*** Opening Provided entries ***

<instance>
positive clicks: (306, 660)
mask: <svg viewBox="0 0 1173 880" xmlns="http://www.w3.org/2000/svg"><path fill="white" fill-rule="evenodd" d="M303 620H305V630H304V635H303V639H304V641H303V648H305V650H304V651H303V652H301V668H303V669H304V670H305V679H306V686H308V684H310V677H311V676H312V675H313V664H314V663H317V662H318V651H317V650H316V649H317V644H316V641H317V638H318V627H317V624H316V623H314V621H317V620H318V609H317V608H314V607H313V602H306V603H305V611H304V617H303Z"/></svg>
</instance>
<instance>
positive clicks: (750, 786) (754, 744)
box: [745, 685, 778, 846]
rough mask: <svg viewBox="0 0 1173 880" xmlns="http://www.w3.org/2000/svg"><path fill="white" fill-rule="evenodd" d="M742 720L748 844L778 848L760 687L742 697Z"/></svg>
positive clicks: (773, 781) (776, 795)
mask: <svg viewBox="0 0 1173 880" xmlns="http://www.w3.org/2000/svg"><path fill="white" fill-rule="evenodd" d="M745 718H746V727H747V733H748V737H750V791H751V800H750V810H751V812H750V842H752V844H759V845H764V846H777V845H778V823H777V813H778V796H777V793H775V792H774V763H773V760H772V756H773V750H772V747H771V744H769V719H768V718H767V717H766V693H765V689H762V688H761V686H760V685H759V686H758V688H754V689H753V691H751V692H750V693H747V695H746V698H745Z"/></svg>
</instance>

*** Closing Provided entries ***
*** Opening Provided entries ***

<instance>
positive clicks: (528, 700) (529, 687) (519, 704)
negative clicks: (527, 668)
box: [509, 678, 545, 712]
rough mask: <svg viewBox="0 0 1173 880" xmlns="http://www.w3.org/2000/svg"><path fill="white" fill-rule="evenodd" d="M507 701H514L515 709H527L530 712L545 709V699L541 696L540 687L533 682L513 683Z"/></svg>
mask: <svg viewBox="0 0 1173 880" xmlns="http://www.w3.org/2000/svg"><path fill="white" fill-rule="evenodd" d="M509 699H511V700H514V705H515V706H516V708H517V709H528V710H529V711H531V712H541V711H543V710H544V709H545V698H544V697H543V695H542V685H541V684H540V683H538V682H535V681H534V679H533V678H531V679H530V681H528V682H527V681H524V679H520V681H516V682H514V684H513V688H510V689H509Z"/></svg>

*** Closing Provided entries ***

[Exercise brief]: Show each line in the records above that contains the string "rough". Case counts.

[Reply]:
rough mask: <svg viewBox="0 0 1173 880" xmlns="http://www.w3.org/2000/svg"><path fill="white" fill-rule="evenodd" d="M742 720L748 844L778 848L760 687L742 697Z"/></svg>
rough mask: <svg viewBox="0 0 1173 880" xmlns="http://www.w3.org/2000/svg"><path fill="white" fill-rule="evenodd" d="M507 701H514L515 709H527L530 712L545 709V699L541 696L540 687L533 682L513 683Z"/></svg>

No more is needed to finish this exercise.